>> START Records to use

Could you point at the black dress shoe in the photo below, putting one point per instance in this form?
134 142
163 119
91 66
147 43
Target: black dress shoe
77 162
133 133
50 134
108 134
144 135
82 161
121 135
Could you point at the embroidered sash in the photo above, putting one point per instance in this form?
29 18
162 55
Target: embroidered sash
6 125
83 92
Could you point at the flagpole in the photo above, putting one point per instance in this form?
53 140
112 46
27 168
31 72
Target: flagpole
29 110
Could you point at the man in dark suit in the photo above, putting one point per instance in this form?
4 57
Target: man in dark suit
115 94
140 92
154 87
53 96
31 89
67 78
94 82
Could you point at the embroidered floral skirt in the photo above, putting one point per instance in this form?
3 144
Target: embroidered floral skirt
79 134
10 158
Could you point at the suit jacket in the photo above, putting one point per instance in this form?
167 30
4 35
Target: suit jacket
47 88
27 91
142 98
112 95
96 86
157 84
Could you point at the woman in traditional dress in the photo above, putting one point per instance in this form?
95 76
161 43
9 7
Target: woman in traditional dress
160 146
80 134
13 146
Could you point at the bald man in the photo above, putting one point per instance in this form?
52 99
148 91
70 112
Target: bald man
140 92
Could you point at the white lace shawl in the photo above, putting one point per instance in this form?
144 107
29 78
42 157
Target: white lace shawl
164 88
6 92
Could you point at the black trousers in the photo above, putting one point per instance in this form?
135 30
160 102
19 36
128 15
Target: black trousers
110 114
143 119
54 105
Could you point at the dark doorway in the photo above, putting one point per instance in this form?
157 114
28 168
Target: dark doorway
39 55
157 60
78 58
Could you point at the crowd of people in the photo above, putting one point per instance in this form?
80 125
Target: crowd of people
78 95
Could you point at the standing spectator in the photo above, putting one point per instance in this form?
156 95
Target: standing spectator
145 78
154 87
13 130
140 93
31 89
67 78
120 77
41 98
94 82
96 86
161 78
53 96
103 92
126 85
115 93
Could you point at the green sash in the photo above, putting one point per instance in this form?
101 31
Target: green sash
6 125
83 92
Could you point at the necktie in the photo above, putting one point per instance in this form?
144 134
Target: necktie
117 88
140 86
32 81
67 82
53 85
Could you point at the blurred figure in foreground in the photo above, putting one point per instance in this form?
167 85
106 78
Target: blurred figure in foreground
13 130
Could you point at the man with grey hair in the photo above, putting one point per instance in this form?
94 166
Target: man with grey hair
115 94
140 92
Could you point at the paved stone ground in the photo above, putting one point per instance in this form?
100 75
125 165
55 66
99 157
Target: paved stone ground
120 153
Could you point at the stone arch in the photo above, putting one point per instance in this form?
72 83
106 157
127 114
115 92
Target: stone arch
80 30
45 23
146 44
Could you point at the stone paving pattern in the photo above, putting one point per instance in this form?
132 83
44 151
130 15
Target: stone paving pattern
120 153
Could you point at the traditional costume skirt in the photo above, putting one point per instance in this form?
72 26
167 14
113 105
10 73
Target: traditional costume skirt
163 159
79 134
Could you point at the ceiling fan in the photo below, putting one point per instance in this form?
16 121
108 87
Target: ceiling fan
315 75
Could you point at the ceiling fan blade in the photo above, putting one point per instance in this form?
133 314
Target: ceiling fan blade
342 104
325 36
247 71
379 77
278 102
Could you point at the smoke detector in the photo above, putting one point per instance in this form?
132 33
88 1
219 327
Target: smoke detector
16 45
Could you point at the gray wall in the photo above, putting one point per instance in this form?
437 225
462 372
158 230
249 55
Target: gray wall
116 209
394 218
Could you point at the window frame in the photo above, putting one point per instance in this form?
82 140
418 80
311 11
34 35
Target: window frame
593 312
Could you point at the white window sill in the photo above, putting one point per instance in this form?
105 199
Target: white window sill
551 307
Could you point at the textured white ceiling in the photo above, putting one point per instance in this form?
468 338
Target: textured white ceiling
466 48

>> END Records to use
>> START Records to use

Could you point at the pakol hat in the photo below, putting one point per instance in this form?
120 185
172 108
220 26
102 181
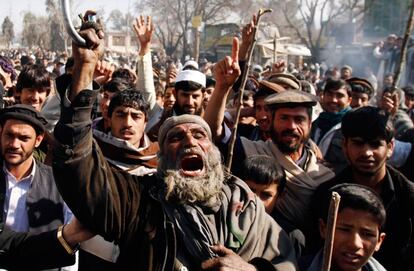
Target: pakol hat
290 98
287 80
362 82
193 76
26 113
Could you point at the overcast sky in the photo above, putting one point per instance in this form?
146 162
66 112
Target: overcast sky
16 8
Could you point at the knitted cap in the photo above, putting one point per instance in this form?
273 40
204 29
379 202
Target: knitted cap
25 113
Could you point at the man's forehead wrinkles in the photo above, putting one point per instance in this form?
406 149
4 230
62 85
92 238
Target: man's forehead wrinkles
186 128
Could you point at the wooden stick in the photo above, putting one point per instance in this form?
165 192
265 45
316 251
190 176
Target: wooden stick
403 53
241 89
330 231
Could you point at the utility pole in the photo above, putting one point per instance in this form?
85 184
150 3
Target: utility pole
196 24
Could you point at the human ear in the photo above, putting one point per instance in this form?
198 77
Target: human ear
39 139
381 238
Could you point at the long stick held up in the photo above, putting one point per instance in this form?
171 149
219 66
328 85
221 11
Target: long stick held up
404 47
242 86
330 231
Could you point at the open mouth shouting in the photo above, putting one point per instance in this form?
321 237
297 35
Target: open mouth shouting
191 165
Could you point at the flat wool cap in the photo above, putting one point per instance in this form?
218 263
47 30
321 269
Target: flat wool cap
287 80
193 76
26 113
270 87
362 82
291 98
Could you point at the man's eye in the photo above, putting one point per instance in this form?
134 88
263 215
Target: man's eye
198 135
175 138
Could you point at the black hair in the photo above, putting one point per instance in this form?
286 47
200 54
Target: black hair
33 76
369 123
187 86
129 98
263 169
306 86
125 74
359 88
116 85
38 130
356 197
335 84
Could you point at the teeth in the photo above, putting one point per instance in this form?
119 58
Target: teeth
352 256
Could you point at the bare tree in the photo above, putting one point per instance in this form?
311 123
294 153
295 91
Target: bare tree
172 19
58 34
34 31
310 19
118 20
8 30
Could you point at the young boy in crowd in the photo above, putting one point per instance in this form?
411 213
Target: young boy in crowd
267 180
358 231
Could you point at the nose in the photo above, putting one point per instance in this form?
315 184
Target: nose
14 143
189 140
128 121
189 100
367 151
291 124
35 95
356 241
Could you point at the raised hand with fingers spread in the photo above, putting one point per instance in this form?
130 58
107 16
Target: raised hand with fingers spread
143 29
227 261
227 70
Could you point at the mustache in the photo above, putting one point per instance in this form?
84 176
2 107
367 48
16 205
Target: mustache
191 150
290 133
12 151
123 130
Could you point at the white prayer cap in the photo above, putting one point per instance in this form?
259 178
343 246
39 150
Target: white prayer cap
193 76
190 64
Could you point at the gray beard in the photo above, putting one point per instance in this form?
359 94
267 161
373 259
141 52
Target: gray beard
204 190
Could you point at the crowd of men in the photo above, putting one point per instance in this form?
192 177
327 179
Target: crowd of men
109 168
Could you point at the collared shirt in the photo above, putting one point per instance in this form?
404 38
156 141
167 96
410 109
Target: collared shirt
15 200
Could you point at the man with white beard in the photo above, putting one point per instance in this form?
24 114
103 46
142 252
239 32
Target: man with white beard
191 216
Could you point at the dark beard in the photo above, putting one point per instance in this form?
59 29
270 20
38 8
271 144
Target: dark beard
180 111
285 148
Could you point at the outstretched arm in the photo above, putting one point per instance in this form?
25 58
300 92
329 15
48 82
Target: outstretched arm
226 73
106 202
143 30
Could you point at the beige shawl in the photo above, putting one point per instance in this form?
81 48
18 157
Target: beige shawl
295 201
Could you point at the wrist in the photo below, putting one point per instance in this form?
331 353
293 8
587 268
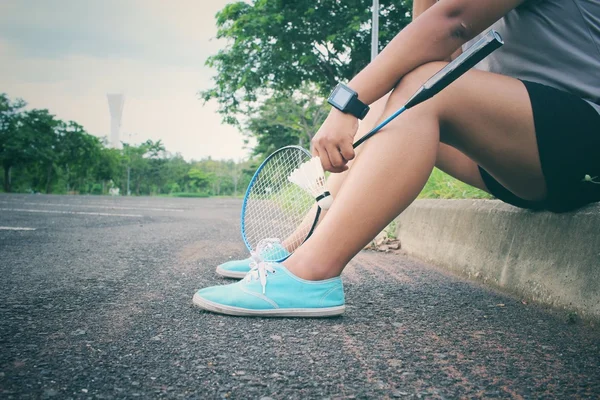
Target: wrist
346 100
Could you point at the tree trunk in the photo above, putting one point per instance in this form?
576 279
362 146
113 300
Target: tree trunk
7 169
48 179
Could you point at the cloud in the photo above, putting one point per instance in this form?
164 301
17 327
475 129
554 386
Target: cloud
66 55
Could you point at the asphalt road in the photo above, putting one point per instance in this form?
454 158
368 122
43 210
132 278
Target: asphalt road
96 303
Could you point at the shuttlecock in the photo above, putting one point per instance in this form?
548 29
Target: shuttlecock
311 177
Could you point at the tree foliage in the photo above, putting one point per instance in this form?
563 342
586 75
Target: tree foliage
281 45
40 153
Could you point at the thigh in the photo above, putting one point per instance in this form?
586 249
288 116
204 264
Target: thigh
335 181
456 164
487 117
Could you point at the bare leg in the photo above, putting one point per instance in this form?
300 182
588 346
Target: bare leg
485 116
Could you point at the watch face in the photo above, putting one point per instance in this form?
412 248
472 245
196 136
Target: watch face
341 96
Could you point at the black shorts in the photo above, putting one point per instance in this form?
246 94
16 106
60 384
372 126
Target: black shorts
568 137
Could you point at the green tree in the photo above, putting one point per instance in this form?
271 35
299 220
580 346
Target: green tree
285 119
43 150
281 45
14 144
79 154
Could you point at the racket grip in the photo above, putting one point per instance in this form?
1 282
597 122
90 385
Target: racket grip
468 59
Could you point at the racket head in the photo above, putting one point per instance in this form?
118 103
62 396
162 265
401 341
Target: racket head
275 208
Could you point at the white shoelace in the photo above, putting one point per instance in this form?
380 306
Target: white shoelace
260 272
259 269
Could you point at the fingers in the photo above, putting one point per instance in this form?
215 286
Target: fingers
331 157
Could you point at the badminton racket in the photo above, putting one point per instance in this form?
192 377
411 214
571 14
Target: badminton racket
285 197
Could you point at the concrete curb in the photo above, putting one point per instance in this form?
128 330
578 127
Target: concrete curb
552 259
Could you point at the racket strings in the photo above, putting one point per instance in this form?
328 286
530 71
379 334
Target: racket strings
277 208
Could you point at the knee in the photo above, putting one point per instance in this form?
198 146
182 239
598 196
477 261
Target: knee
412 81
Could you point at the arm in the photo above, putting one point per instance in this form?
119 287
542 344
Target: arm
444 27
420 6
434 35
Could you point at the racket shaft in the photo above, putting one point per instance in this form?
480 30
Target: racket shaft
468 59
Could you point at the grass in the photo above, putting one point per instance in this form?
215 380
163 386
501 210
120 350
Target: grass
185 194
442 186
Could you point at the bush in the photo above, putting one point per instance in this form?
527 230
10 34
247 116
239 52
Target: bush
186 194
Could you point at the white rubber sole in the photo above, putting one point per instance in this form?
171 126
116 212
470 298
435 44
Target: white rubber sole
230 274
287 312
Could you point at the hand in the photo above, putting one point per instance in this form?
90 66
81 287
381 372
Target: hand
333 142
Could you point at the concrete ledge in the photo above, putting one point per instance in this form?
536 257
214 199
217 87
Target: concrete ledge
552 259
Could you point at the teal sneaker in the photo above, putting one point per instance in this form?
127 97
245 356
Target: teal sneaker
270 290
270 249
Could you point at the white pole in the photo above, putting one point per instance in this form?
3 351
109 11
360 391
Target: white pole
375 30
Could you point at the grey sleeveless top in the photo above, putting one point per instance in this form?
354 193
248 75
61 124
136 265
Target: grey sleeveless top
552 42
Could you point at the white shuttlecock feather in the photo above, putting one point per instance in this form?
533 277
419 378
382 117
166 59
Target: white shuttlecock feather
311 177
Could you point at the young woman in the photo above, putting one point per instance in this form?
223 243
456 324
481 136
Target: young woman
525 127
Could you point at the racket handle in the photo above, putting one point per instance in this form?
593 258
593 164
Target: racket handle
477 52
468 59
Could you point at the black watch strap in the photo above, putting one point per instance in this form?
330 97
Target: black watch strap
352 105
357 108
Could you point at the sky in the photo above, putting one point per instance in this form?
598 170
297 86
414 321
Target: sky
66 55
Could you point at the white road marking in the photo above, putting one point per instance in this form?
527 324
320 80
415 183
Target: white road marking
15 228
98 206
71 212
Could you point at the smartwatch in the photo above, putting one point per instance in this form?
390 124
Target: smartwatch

>> END Records to use
>> START Records to use

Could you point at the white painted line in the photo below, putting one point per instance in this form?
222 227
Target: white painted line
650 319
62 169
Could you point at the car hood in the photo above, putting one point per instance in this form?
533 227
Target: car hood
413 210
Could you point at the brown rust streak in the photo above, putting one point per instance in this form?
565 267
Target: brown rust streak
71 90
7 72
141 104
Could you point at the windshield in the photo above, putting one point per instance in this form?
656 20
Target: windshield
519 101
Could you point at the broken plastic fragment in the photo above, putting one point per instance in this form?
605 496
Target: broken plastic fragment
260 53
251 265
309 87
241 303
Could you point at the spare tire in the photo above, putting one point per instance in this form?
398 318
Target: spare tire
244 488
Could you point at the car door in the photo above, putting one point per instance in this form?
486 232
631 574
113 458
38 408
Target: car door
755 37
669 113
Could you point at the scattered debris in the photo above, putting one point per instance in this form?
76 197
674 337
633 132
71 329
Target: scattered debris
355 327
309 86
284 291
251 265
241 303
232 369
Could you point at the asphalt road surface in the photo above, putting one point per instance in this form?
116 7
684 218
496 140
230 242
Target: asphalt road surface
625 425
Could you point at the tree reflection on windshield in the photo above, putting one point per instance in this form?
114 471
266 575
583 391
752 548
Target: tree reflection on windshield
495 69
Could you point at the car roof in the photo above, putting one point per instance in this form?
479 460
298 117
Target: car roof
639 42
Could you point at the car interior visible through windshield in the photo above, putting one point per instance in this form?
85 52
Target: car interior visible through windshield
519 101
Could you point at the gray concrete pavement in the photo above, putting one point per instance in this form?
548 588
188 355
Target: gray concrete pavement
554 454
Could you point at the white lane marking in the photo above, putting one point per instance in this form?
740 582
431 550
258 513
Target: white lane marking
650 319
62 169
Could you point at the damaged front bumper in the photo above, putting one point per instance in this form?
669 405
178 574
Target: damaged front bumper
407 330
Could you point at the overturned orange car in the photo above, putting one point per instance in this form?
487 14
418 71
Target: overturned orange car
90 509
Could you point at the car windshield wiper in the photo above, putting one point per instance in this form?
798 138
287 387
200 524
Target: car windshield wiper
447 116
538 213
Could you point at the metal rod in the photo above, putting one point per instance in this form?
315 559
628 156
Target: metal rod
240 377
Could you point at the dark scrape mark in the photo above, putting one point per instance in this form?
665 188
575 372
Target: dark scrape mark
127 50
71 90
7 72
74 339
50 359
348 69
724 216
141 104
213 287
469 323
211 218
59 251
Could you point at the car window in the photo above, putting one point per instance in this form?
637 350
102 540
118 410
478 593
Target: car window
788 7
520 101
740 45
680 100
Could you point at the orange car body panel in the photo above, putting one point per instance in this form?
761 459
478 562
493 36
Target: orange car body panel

>> END Records to use

What is required: Identify every line in the records above that contains the string "shawl", and copy each of those lines. Case counts, so only an exact uppercase and lowercase match qualifies.

Written answer:
Could you point at the white lace shawl in the photo above, putting one point per instance in this form?
Target: white lace shawl
Could you point at the beige shawl in the photo above, putting one point per instance in this form?
Target: beige shawl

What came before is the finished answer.